===== 제공된 항목 =====

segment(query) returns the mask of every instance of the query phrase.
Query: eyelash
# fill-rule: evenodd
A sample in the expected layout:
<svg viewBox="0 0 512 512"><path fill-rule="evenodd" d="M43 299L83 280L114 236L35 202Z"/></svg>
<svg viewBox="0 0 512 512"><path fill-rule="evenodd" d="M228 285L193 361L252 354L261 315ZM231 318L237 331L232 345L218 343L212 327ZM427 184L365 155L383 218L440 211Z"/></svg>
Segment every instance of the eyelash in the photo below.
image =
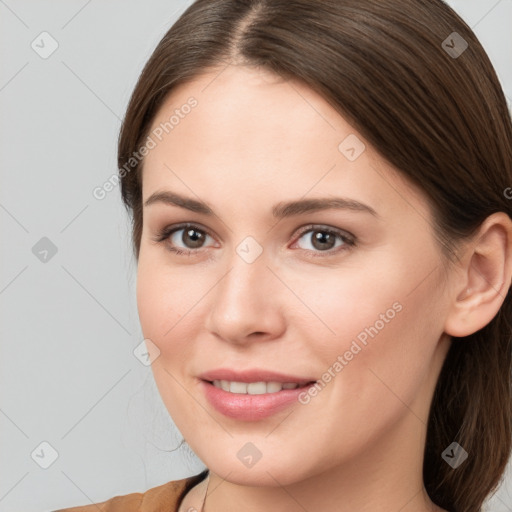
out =
<svg viewBox="0 0 512 512"><path fill-rule="evenodd" d="M209 231L207 229L204 229L204 228L200 227L197 224L184 223L184 224L178 224L178 225L164 227L153 238L153 241L155 241L157 243L164 243L166 240L169 239L169 237L171 235L173 235L177 231L181 231L182 229L189 229L189 228L192 228L192 229L194 229L196 231L204 233L204 234L210 236L211 238L213 238L213 236L209 233ZM310 256L313 257L313 258L325 257L325 256L333 256L334 254L338 254L339 252L350 250L350 249L352 249L353 247L355 247L357 245L356 244L356 237L355 236L353 236L353 235L351 235L349 233L346 233L344 231L341 231L341 230L338 230L338 229L335 229L335 228L331 228L331 227L326 227L326 226L319 225L319 224L310 224L308 226L305 226L299 232L299 234L297 236L297 240L302 238L302 236L304 236L306 233L315 232L315 231L319 231L319 232L322 232L322 233L328 233L329 235L337 236L337 237L339 237L343 241L344 245L342 245L340 247L337 247L335 249L329 249L327 251L310 251L309 249L301 249L301 250L307 251L309 253L312 252L313 254L310 254ZM174 252L175 254L179 255L179 256L193 256L194 254L198 253L201 249L203 249L203 247L200 247L198 249L183 250L183 249L179 249L179 248L176 248L176 247L168 246L168 249L170 251Z"/></svg>

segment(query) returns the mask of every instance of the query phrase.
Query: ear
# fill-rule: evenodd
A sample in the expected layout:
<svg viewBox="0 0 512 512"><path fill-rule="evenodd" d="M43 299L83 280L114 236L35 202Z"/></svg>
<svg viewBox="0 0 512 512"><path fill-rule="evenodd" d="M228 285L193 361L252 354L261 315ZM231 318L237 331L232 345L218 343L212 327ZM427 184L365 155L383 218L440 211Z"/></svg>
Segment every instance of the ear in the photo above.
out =
<svg viewBox="0 0 512 512"><path fill-rule="evenodd" d="M504 212L490 215L465 246L462 272L454 281L444 331L469 336L485 327L505 301L512 279L512 221Z"/></svg>

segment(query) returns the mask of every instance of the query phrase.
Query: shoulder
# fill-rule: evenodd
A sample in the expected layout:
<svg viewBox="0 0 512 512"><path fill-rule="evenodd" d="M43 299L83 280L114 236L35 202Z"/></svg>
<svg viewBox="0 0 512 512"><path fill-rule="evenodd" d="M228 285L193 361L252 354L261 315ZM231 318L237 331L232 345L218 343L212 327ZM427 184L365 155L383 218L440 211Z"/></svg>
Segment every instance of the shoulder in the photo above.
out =
<svg viewBox="0 0 512 512"><path fill-rule="evenodd" d="M63 508L53 512L174 512L183 496L206 478L207 470L181 480L172 480L146 492L114 496L101 503Z"/></svg>

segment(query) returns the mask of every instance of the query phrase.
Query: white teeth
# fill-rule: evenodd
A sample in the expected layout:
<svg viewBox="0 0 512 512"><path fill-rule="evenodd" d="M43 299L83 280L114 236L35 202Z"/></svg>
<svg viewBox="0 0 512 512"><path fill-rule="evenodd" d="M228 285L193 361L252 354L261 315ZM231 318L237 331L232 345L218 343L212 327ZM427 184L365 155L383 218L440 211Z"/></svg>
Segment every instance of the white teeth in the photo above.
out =
<svg viewBox="0 0 512 512"><path fill-rule="evenodd" d="M231 382L227 380L214 380L216 388L244 395L263 395L265 393L277 393L282 389L295 389L299 385L295 382Z"/></svg>

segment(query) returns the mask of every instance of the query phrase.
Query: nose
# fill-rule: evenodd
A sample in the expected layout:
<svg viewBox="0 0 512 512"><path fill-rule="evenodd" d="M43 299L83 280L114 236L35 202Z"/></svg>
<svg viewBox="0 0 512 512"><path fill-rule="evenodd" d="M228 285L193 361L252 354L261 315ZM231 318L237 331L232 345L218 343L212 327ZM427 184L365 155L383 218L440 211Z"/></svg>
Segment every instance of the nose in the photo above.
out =
<svg viewBox="0 0 512 512"><path fill-rule="evenodd" d="M226 342L272 340L286 328L286 289L268 268L264 254L248 263L234 253L227 273L208 294L206 329Z"/></svg>

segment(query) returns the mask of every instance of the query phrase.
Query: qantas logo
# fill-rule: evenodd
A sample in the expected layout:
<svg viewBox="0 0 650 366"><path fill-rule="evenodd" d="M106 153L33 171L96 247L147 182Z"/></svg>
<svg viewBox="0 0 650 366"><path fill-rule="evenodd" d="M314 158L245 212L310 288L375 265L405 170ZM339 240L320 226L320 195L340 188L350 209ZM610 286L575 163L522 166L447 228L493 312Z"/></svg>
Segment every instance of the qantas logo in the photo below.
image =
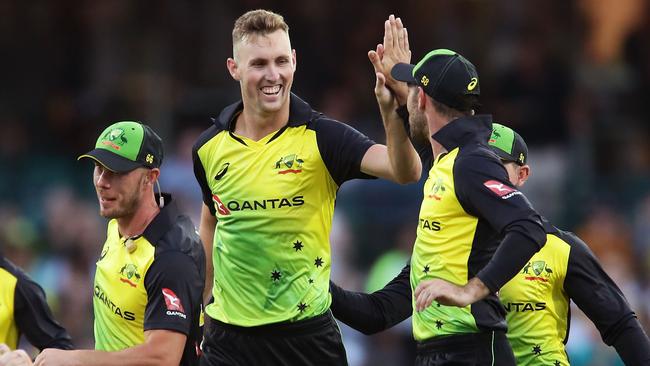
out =
<svg viewBox="0 0 650 366"><path fill-rule="evenodd" d="M219 199L219 196L216 194L212 195L212 201L214 204L217 206L217 212L219 212L221 215L230 215L230 210L226 208L226 205L221 202L221 199Z"/></svg>
<svg viewBox="0 0 650 366"><path fill-rule="evenodd" d="M521 194L518 190L509 187L496 180L488 180L483 183L485 187L491 190L494 194L501 197L501 199L507 200L508 198Z"/></svg>
<svg viewBox="0 0 650 366"><path fill-rule="evenodd" d="M162 293L165 298L165 305L167 305L167 315L177 315L181 318L186 318L187 316L185 315L183 304L181 304L181 299L176 296L174 291L163 288Z"/></svg>

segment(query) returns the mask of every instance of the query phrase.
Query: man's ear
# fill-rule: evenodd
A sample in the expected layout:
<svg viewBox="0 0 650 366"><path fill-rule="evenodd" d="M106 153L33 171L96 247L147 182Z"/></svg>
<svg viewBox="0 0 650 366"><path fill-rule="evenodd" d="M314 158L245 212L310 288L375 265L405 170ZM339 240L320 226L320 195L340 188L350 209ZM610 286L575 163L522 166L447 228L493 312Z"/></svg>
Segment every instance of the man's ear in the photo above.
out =
<svg viewBox="0 0 650 366"><path fill-rule="evenodd" d="M239 67L237 66L237 61L234 58L228 57L226 60L226 68L233 79L239 81Z"/></svg>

=====

# 할 일:
위 항목에서 문자열 "eyelash"이(가) 들어 있는 줄을 모두 찾아 옮겨 적으세요. 대소문자를 구분합니다.

# 정답 출력:
Query: eyelash
Segment every instance of the eyelash in the photo below.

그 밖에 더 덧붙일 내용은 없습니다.